Can you write the next part of the Page 99 test piece about a thesis on social media use, starting after its final quoted sentence?

Start of Given text

Beata Jungselius takes the Page 99 test

My page 99 is found within the chapter ”Summary of findings and contribution of thesis”
of my thesis ”Using social media” in which I explore social media use (especially social
photography) in a permanently online, permanently connected world (Vorderer et al.,
2017). The aim of my thesis is to describe what constitutes social media use in a world of
smartphones with cameras, why and how social media use is meaningful as a category of
activity, and to contribute with new insights on how social media skills and perceptions
change as practices and platforms develop. Conveniently, the very first sentence leads us
right into one of my main findings:

”activities ranging from active involvement with producing content as well as managing relationships and time, to more passive ways of planning and monitoring social media activities.”

End of Given text
Start of Supplied data

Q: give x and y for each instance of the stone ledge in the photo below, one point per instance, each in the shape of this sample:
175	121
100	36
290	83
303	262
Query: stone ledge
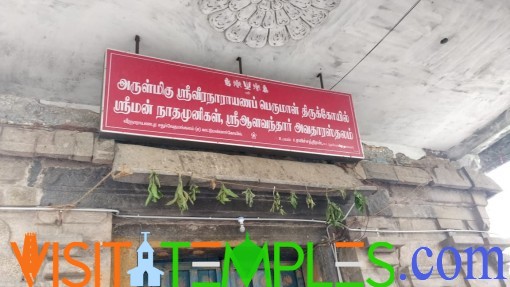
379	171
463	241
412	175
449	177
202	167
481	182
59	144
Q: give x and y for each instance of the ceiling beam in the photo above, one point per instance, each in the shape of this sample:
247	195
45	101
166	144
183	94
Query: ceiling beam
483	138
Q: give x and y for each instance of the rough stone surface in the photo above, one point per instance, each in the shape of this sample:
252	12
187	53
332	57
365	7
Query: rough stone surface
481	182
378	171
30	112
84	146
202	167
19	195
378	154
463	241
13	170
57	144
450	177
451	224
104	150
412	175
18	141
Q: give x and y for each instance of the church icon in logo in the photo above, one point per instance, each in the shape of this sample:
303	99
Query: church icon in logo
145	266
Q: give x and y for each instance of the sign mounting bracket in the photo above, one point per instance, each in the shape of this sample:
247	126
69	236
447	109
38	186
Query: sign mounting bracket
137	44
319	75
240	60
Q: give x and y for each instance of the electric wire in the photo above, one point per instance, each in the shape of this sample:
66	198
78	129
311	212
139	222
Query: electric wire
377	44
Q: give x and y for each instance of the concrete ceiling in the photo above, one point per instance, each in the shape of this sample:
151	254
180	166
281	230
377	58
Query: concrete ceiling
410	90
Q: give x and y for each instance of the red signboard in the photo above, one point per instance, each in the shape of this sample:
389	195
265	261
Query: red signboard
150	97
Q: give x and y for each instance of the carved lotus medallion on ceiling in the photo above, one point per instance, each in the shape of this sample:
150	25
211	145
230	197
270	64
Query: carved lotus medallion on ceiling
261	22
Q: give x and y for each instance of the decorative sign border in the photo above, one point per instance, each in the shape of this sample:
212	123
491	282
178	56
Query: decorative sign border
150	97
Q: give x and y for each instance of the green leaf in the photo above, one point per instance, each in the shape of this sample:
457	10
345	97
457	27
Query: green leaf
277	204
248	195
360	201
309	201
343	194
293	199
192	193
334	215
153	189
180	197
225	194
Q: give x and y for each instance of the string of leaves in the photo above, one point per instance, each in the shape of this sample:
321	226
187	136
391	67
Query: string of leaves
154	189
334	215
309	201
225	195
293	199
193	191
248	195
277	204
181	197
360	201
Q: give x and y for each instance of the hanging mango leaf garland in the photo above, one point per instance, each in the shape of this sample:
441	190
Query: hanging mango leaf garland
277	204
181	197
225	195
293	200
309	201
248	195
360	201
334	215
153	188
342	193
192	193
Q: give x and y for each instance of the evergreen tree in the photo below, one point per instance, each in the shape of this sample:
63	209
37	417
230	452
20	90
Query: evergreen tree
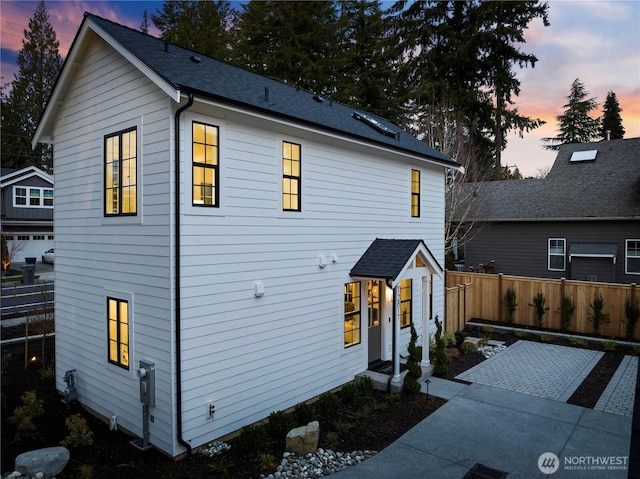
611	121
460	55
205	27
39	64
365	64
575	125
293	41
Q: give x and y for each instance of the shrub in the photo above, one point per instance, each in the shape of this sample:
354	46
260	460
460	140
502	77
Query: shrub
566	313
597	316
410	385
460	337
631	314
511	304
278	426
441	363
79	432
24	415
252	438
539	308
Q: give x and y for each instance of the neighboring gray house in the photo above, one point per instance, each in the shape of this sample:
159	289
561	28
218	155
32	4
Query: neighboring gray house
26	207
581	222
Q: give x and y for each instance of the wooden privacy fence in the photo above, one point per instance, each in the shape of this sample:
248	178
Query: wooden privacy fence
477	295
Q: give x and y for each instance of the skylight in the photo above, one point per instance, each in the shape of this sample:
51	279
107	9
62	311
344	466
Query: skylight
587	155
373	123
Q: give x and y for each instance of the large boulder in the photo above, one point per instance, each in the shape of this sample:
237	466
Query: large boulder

End of Supplied data

» Response to the task:
This sentence concerns different levels of engagement in social media use and the need to acknowledge a broader variety of activities when aiming to conceptualize social media use.   People engage in social media use with different levels of engagement. When using social media, people negotiate between multiple kinds of use and activities. Social media users both passively consume content in social media, but they engage in
production and management of their content as well. Apart from editing pictures, writing tweets and posting stories, they plan their activities, they monitor the activities of others and they orient towards social media, even when not actively involved with their phones.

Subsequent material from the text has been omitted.